= Input for this task =

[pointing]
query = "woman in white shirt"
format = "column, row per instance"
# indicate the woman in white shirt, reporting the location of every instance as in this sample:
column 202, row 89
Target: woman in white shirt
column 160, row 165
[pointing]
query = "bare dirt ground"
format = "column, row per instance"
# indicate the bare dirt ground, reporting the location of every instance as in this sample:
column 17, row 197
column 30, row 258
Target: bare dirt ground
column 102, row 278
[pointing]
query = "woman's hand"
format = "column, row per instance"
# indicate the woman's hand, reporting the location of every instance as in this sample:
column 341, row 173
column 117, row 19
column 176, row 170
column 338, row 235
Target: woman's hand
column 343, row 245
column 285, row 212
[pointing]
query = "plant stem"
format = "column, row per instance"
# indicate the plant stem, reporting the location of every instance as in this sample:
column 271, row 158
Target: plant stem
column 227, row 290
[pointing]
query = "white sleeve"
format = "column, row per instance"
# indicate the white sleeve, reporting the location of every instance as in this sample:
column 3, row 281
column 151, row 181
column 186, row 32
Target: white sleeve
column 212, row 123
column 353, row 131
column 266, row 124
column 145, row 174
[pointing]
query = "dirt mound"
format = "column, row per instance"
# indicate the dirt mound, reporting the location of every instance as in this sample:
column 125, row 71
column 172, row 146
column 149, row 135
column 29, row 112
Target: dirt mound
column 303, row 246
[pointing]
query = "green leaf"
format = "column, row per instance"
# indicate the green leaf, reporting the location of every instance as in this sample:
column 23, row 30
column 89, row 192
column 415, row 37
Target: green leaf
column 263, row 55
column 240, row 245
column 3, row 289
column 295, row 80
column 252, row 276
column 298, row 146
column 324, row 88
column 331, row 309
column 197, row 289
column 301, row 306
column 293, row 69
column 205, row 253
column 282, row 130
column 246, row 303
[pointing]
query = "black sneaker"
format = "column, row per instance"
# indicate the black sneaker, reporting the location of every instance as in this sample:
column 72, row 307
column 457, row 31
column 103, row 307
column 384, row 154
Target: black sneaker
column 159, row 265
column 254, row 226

---

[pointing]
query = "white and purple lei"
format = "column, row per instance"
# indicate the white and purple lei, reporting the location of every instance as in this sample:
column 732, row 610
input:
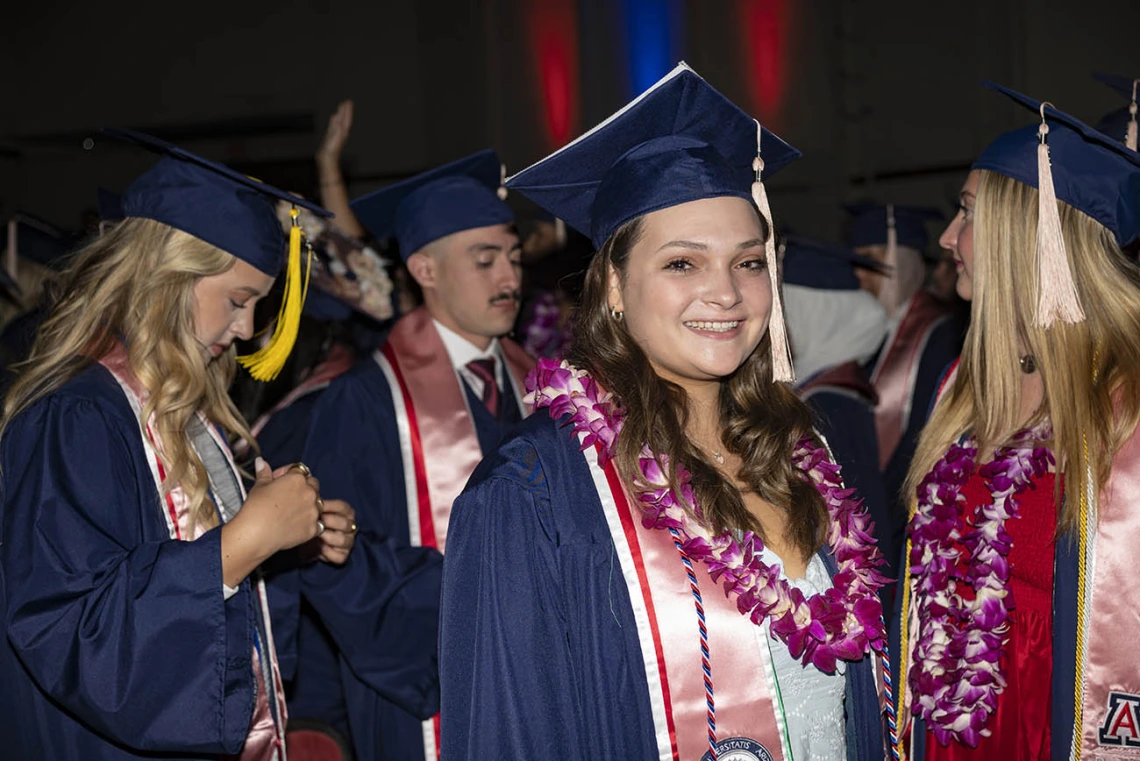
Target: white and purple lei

= Task statement =
When you reach the line containing "Target: dirt mound" in the data above, start copying exactly, and stop after the line containing "column 415, row 37".

= Solved problem =
Target: dirt mound
column 303, row 246
[pointing]
query = "green leaf"
format = "column, row per instance"
# indicate the green leaf, reporting the location of every instance as in this sample:
column 23, row 30
column 89, row 192
column 415, row 37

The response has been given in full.